Selected excerpt:
(Sanjay Karol and Prashant Kumar Mishra, JJ.)
Charan Preet Singh ________________________________ Appellant;
v.
Municipal Corporation Chandigarh and Others _______ Respondent(s).
Civil Appeal No. 3446 of 2026 (Arising Out of S.L.P. (Civil) No. 16533/2025)§, decided on March 17, 2026
The Judgment of the Court was delivered by
Prashant Kumar Mishra, J.:—
1. Leave granted.
2. This Appeal would call in question the judgment dated 29.5.2025 rendered by the Division Bench of the Punjab and Haryana High Court in LPA No. 286-2022 (O&M) to set aside the judgment dated 7.2.2022 passed by the learned Single Judge in CWP No. 1007 of 2022 whereby the writ petition preferred by the third respondent – Amit Kumar Sharma was dismissed. Consequently, the writ petition filed by the third respondent stands allowed and the official respondents were directed to revise the third respondent’s score in the recruitment exam for one post of Law Officer in the Municipal Corporation, Chandigarh and, accordingly, to reconsider his case for selection to the said post. As a result of such reconsideration, the present appellant, who was selected in the recruitment, would secure less marks than the third respondent and, thus, could be ousted from consideration.
3. To put the facts in hand very briefly and concisely, the first respondent – Municipal Corporation, Chandigarh, issued an advertisement inviting applications for various posts, including for one post of Law Officer. The selection for the post of Law Officer was to be made only on the basis of a written test where 100 questions of multiple-choice type carrying one mark each were to be attempted. For each wrong answer, 1/4th mark was to be deducted as negative marking. The appellant and the third respondent applied for the said post.
4. In the abovesaid examination, one of the questions, question no. 73, was asked as under:
“73. Which of the following schedule of the Constitution is immune from judicial review on the grounds of violation of fundamental rights?

Raw records:
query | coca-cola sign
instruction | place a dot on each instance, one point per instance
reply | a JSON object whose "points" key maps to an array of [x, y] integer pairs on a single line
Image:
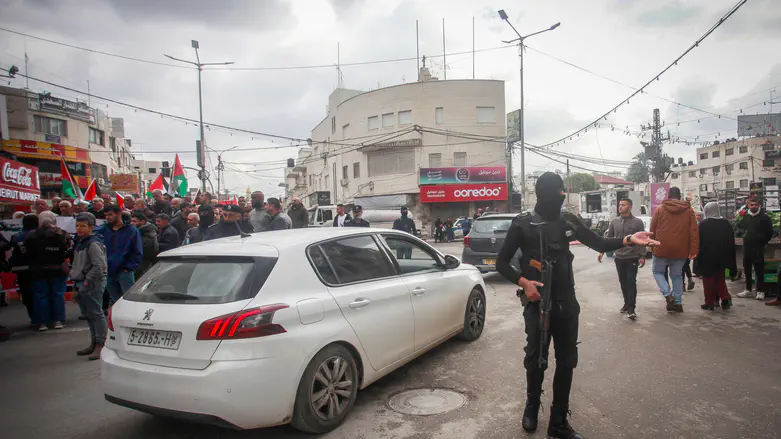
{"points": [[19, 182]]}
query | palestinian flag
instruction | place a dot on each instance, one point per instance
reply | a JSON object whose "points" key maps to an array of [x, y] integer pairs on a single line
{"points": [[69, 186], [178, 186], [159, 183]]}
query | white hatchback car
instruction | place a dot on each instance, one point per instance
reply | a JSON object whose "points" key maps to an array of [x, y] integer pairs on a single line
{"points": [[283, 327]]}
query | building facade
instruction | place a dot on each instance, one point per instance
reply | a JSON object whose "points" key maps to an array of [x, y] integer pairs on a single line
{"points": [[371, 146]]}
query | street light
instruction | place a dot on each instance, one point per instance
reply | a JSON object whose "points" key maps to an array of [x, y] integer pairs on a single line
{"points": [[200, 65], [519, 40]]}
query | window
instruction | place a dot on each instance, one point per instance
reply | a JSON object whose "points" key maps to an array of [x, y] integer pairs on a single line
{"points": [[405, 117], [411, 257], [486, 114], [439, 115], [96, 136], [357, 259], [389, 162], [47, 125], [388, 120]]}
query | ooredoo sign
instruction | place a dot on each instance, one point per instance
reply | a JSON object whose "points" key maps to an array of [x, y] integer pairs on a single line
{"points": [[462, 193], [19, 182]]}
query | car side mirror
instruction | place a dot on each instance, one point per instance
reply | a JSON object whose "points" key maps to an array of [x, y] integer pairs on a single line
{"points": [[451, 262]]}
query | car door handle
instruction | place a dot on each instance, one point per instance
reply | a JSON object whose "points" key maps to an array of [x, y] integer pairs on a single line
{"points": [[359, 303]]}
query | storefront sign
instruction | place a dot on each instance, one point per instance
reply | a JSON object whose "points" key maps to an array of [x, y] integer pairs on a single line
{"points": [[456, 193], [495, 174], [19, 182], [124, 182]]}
* * *
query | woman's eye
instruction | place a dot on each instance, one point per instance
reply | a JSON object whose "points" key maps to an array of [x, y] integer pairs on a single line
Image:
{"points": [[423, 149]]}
--
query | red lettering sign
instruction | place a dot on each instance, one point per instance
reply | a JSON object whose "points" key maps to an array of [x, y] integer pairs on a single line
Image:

Set problem 1:
For the judgment on the Law Officer recruitment, say whether each statement agrees with it. Answer yes or no, and quote the words of the judgment that decide it.
(a) Selection for the post of Law Officer rested only on a written test.
(b) Each wrong answer cost half a mark.
(c) The Single Judge allowed the writ petition filed by the third respondent.
Set problem 2: List every case number cited in the judgment on the Law Officer recruitment.
Set problem 3: Carry on with the judgment on the Law Officer recruitment, starting right after the wording of question no. 73.

Task output 1:
(a) Yes: "The selection for the post of Law Officer was to be made only on the basis of a written test"
(b) No: "For each wrong answer, 1/4th mark was to be deducted as negative marking."
(c) No: "whereby the writ petition preferred by the third respondent – Amit Kumar Sharma was dismissed."

Task output 2:
Civil Appeal No. 3446 of 2026
S.L.P. (Civil) No. 16533/2025
LPA No. 286-2022 (O&M)
CWP No. 1007 of 2022

Task output 3:
| A) Seventh Schedule | B) Ninth Schedule |
| C) Tenth Schedule | D) None of the above” |
5. The dispute in the present matter relates to the correct answer to the abovesaid question. The third respondent/writ petitioner answered and claimed that option ‘D’ (None of the above) is the correct answer, whereas, according to the recruiting body, option ‘B’ (Ninth Schedule) is the correct answer. According to the recruiting body, the third respondent gave a wrong answer. The third respondent secured one mark less for giving a wrong answer and further 1/4th mark was deducted by way of negative marking. The learned Single Judge dismissed the writ petition preferred by the third respondent on the reasoning that Article 31B of the Constitution of India which provides immunity from challenge to the law on mere violation of a fundamental right still exists in the Constitution and the validity thereof has been upheld by this Court in Shankari Prasad Singh Deo v. Union of India and State of Bihar1, which was not only followed with approval, rather it was reiterated with more emphasis in the case of Sajjan Singh v. State of Rajasthan2, though in the later decision in the matter of C. Golak Nath v. State of Punjab3, this Court declared Article 31B as invalid prospectively. However, the same survived for a short time as decision rendered in C. Golak Nath (supra) was overruled by this Court in His Holiness Kesavananda Bharati Sripadagalvaru v. State of Kerala4 and, thus, Article 31B again became valid and constitutional, which was further reinforced by this Court in the matter of I.R. Coelho (Dead) by LRs v. State of T.N.5.
6. Thus, on the above reasoning, the learned Single Judge held that the question and answer, which the official respondents have framed in the subject recruitment exam, are fully supported by even the bare language of the Constitution. According to the learned Single Judge, once Article 31B, which excluded violation of fundamental right as the test for pronouncing upon the validity of the laws, was upheld, there was no alternative except to reconcile with such validity. However, an alternate test to pronounce upon the validity of laws included in the Ninth Schedule has been devised and, accordingly, the tests of extent and nature of violation of some of the fundamental rights considered as basic feature of the Constitution or impact of such violation on some essential features of the Constitution, has been devised. The net result is that the immunity granted to the Ninth Schedule laws qua violation of fundamental rights has not been done away with and it continues. But some effect of such violation has been brought within the purview of the judicial review so as to reclaim power to pronounce upon the validity of laws included in the Ninth Schedule. But the reference test for such invalidity is not the violation of the fundamental rights, per se, but the effect of the same on the ‘basic features’ of the Constitution, which are spread over the entire body of the Constitution, even beyond the fundamental rights. The learned Single Judge quoted paragraphs 126 and 148 of the I.R. Coelho (supra). Thus, according to the learned Single Judge, the laws included in the Ninth Schedule are immune from judicial review on the ground of violation of fundamental rights even today and the recruiting body was, therefore, right by mentioning option ‘B’ as the correct answer.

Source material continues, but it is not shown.